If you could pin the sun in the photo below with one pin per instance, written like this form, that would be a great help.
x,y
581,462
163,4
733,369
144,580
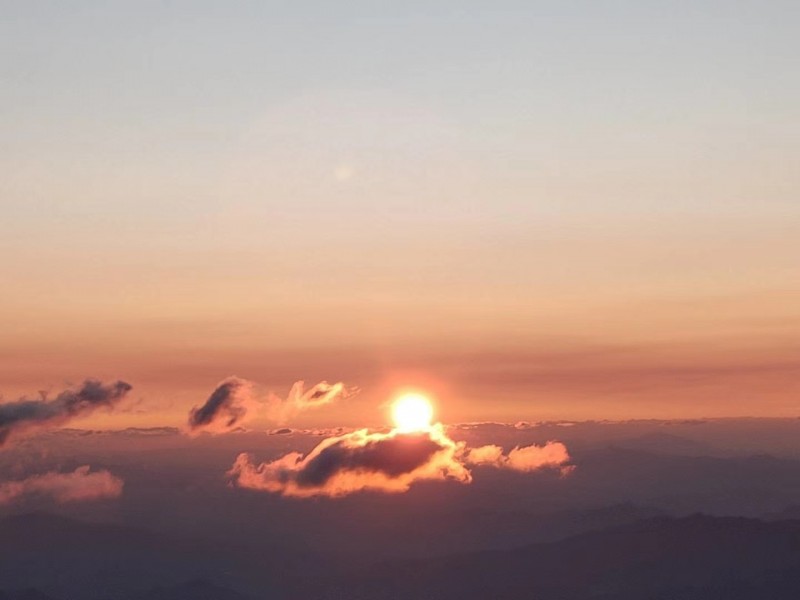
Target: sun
x,y
412,412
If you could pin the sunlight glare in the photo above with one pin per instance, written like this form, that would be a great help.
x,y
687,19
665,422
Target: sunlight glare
x,y
412,412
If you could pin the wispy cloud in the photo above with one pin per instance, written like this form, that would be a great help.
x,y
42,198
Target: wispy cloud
x,y
552,455
235,402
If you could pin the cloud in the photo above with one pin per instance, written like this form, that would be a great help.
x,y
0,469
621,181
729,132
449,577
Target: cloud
x,y
385,462
77,486
300,399
357,461
26,415
234,402
552,455
228,406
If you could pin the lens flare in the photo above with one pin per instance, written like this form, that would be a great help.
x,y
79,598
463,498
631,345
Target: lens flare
x,y
412,412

──────────

Work request:
A faithful copy of all the records is required, with the pictures left out.

Solution to this exercise:
If you could pin the sun in the photo below with one pin per instance, written like this form, that would be a great help.
x,y
581,462
163,4
733,369
144,580
Target: sun
x,y
412,412
If you could pin the sunlight glare in the photo above with one pin per instance, written like this form, that would be a great help.
x,y
687,19
665,422
Target: sunlight glare
x,y
412,412
If you could pin the wispy cloud in the photo above with one pin per instance, written like this form, that would be a great help.
x,y
42,198
Target: wispy cloud
x,y
552,455
235,402
If you could pin the cloud in the photo above with one pin per instance, written like this form, that would be a great help.
x,y
0,469
621,181
729,132
449,577
Target: cloud
x,y
385,462
77,486
300,399
357,461
26,415
234,402
552,455
228,406
If you could pin the lens flare in the photo above with one pin per instance, written like this form, that would be a great help.
x,y
79,598
463,498
631,345
Target: lens flare
x,y
412,412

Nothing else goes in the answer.